= Problem =
Without omitting anything, return the records precisely as given.

Region annotation items

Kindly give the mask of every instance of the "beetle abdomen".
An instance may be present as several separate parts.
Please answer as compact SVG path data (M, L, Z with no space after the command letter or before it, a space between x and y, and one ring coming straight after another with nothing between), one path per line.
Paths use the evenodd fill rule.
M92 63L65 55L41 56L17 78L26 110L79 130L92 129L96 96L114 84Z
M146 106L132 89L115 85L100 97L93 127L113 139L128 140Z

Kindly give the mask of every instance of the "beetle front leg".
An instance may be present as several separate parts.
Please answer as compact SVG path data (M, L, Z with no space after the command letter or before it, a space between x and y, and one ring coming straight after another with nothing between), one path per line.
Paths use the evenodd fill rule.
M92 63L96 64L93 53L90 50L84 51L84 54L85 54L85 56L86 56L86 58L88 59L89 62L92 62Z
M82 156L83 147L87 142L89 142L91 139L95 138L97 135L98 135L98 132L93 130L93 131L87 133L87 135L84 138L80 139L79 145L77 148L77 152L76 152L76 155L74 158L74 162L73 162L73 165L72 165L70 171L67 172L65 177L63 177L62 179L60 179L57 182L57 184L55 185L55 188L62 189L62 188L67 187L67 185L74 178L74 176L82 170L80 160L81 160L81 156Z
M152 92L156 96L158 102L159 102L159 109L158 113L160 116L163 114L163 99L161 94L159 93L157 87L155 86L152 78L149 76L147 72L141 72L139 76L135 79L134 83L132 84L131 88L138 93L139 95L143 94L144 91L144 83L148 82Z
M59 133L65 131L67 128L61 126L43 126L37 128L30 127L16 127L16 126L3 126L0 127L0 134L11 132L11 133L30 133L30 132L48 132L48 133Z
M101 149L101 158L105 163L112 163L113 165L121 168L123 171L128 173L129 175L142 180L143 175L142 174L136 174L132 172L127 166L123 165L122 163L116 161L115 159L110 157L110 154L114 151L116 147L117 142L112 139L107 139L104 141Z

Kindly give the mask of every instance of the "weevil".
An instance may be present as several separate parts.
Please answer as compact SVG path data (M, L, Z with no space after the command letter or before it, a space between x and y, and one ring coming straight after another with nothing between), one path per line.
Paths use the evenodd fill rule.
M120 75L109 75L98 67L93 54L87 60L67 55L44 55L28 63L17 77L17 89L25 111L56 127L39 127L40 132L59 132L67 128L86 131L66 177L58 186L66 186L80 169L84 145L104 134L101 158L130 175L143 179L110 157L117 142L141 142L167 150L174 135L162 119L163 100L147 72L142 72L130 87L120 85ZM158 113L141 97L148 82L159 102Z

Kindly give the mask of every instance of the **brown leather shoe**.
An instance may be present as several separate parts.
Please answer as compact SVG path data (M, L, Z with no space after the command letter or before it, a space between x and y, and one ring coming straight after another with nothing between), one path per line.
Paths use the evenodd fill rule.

= Response for this exercise =
Kindly give the mask of every instance of the "beetle abdomen".
An instance may be present as several separate parts.
Please answer as compact SVG path data (M, L, Z with no space after the command letter or before it, a space between x and y, and one ring coming straight after another with nothing between), one path per line.
Paths use the evenodd fill rule.
M92 63L65 55L41 56L17 78L26 110L79 130L92 129L96 96L114 84Z
M146 106L132 89L115 85L100 97L93 127L113 139L128 140Z

Kindly give the mask of every instance of the "beetle front leg".
An instance may be present as several separate parts.
Please answer as compact SVG path data (M, L, Z with no space after the command letter or before it, a space between x and y, and one ring coming straight after another with nothing between), one path per line.
Paths use the evenodd fill rule.
M92 63L96 64L93 53L90 50L84 51L84 54L85 54L85 56L86 56L86 58L88 59L89 62L92 62Z
M82 156L83 147L87 142L89 142L91 139L95 138L97 135L98 135L98 132L93 130L93 131L87 133L87 135L84 138L80 139L79 145L77 148L77 152L76 152L76 155L74 158L74 162L73 162L73 165L72 165L70 171L67 172L65 177L63 177L62 179L60 179L57 182L57 184L55 185L55 188L62 189L62 188L67 187L67 185L74 178L74 176L82 170L80 160L81 160L81 156Z
M152 92L156 96L158 102L159 102L159 109L158 113L160 116L163 114L163 99L161 94L159 93L157 87L155 86L152 78L149 76L147 72L141 72L139 76L135 79L134 83L132 84L131 88L138 93L139 95L143 94L144 91L144 83L148 82Z
M59 133L65 131L67 128L61 126L43 126L37 128L30 127L16 127L16 126L3 126L0 127L0 134L11 132L11 133L30 133L30 132L48 132L48 133Z
M101 149L101 158L105 163L112 163L113 165L121 168L123 171L128 173L129 175L142 180L143 175L142 174L136 174L132 172L127 166L123 165L122 163L116 161L115 159L110 157L110 154L114 151L116 147L117 142L112 139L107 139L104 141Z

Kindly give the mask of every instance of the "weevil".
An instance may be present as several separate parts.
Please answer as compact SVG path data (M, L, Z with no space after the command letter or before it, a space between x and y, and one ring coming straight after another with nothing between), one path per line.
Paths use the evenodd fill rule.
M120 75L109 75L98 67L93 54L87 60L67 55L44 55L28 63L17 77L17 89L25 111L56 127L39 127L40 132L59 132L67 128L86 131L66 177L58 186L66 186L80 169L84 145L104 134L101 158L130 175L143 179L110 157L117 142L141 142L167 150L174 135L162 119L163 100L147 72L142 72L130 87L120 85ZM158 113L141 97L148 82L159 102Z

Kindly give the mask of every instance of the **brown leather shoe**.
An instance may be present as several separate parts.
Please answer as compact SVG path data (M, L, Z with no space after the command letter or before it, a space between x and y, and one ring coming straight after another with nothing between), one path per line.
Paths use the evenodd fill rule.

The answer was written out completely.